Problem requirements:
According to the news report below on the Tripoli protests, why are the city's residents demonstrating? Answer in one to three sentences.

Document passage:
════════════════════

UPDATE - Protests In Lebanon Lead To Clashes With Police, Injuries In Tripoli

TRIPOLI (Pakistan Point News / Sputnik - 27th January, 2021) Violence has marred protests in the northern Lebanese city of Tripoli for the second consecutive day, as police resorted to tear gas to disperse demonstrators on Tuesday evening.

According to a Sputnik correspondent on the scene, several people have been injured in sporadic clashes with police outside the city hall.

Citizens of Tripoli, Lebanon's poorest and second-largest city, have taken to the streets in protest of harsh living conditions wrought on by the economic crisis. The demonstrators are also protesting the coronavirus lockdown, claiming it has impacted their livelihoods.

Protesters have blocked major highways into the city with burning tires. Army units are being summoned to take up positions for the second night running.

Images from Tripoli shared on social media show bloodied men being treated by emergency medics and protesters nursing rubber bullet injuries.

════════════════════

Provided information:
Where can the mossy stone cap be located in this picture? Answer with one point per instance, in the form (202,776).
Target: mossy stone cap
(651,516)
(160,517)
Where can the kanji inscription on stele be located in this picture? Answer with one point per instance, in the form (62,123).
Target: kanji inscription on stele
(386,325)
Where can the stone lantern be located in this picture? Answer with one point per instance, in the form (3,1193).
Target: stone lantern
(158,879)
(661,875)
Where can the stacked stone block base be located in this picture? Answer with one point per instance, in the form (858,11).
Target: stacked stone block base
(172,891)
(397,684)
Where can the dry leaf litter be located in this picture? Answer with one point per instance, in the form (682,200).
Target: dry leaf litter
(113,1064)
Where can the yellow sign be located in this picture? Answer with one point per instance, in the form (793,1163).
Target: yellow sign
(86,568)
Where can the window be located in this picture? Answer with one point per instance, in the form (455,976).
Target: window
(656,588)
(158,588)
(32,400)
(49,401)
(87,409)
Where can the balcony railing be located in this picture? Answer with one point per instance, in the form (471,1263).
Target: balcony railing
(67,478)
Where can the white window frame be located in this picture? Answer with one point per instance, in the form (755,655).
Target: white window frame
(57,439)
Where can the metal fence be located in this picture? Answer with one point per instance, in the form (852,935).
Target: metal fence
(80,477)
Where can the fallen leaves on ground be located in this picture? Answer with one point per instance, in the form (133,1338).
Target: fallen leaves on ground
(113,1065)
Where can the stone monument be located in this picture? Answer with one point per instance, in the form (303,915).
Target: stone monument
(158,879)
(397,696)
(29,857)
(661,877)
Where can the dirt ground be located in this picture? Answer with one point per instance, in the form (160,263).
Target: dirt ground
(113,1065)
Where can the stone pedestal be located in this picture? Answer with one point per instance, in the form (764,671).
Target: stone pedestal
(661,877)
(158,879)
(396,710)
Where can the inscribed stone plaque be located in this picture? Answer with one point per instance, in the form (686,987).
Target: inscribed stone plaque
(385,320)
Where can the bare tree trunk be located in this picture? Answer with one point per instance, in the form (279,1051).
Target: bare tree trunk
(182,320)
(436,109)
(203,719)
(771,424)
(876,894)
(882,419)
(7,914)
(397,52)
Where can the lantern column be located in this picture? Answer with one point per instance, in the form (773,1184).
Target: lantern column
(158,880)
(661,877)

════════════════════

Exercise response:
They are protesting the harsh living conditions caused by the economic crisis. They are also protesting the coronavirus lockdown, which they say has hurt their livelihoods.